4.27.4.2.2  (05-25-1999)
Periods Ending After Filing of Petition

  1. The automatic stay provision of the Bankruptcy Code does not apply to post-petition tax years even if the petition was filed before October 22, 1994, except where 90-day petition period on a statutory notice must be suspensed.

  2. The automatic stay provisions of IRC sec. 6503(h)(1) do not apply to agreed post-petition years, even where a petition was filed prior to October 22, 1994. (On or after October 22, 1994, the automatic stay no longer prohibits assessment under the Bankruptcy Code.) Assessments may be made regardless of the taxpayer’s status in the bankruptcy proceeding. The bankruptcy automatic stay operates to prohibit (i) the commencement or continuation of action before the U.S. Tax Court and (ii) any act to collect or assess a claim against a debtor that arose before the commencement of the bankruptcy case. BC secs. 362(a)(6) and (8). Thus, the statute suspension provisions of IRC sec. 6503(h)(1) do not apply.

    Example:

    On December 1, 1992, an individual files a bankruptcy petition, which initiates an automatic stay on assessment for all pre-petition liabilities. On April 15, 1994, the taxpayer files his 1993 income tax return which is subsequently examined. On March 1, 1996, the taxpayer signs a Form 4549 agreeing to an additional deficiency. Although the automatic stay is still in place, it does not apply to the agreed post-petition tax. The statute suspension provisions of IRC sec. 6503(h)(1) do not apply, and the statute of limitations remains April 15, 1997, under IRC 6501(a).

○ ○ ○

* **The exercise**
Quote verbatim the stretch of the bankruptcy excerpt from "Periods Ending After" through "must be suspensed.".

* **Given data**

○ ○ ○

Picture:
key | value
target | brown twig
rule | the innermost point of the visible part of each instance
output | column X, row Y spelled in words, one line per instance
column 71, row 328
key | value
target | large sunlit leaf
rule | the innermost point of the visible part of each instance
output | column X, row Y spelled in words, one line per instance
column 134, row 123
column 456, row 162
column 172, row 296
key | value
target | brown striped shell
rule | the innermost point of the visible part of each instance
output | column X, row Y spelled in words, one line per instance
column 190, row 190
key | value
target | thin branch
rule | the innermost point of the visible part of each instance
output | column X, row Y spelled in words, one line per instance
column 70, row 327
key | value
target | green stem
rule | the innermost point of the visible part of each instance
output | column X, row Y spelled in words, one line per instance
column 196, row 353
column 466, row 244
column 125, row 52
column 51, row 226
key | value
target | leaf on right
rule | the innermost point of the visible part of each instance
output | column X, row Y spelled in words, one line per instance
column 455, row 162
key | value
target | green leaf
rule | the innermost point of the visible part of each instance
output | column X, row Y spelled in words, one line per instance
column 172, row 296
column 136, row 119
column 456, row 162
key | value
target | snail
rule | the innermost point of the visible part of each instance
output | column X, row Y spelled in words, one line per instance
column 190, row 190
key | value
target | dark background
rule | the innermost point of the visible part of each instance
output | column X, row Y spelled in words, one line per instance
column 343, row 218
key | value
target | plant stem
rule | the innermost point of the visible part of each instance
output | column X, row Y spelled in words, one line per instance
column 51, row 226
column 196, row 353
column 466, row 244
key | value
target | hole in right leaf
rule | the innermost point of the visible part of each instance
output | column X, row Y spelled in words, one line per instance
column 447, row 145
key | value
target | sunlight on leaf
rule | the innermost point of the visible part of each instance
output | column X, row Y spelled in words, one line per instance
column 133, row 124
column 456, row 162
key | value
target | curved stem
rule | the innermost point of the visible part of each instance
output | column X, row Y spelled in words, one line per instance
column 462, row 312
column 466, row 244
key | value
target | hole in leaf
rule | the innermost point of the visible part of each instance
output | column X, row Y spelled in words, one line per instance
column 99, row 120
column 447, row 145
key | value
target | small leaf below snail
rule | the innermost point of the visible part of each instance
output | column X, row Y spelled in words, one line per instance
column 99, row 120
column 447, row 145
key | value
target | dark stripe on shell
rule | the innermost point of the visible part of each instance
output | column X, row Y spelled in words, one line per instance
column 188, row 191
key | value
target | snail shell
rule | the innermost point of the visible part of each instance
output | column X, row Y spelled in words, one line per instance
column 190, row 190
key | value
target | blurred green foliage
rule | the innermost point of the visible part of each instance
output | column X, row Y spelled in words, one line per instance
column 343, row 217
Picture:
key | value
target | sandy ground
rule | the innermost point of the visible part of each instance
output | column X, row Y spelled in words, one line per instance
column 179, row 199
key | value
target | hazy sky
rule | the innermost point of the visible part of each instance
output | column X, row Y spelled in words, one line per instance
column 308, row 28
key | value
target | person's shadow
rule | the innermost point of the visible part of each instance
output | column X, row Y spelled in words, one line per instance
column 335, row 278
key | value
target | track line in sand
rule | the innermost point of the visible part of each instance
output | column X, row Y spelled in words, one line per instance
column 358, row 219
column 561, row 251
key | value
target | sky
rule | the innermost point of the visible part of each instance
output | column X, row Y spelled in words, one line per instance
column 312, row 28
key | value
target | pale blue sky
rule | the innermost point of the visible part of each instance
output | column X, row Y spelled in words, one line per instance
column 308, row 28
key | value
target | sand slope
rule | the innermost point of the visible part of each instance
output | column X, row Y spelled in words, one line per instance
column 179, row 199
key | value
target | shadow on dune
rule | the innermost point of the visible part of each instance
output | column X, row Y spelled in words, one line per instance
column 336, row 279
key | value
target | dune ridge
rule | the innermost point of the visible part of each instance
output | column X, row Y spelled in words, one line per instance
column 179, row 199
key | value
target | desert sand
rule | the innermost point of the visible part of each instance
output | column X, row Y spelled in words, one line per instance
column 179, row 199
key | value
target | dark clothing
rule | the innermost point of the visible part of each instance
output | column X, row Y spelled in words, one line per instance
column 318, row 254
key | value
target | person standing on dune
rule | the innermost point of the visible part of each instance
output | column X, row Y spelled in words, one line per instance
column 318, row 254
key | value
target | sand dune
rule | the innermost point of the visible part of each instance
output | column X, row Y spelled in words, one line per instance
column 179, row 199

○ ○ ○

* **Worked solution**
Periods Ending After Filing of Petition

  1. The automatic stay provision of the Bankruptcy Code does not apply to post-petition tax years even if the petition was filed before October 22, 1994, except where 90-day petition period on a statutory notice must be suspensed.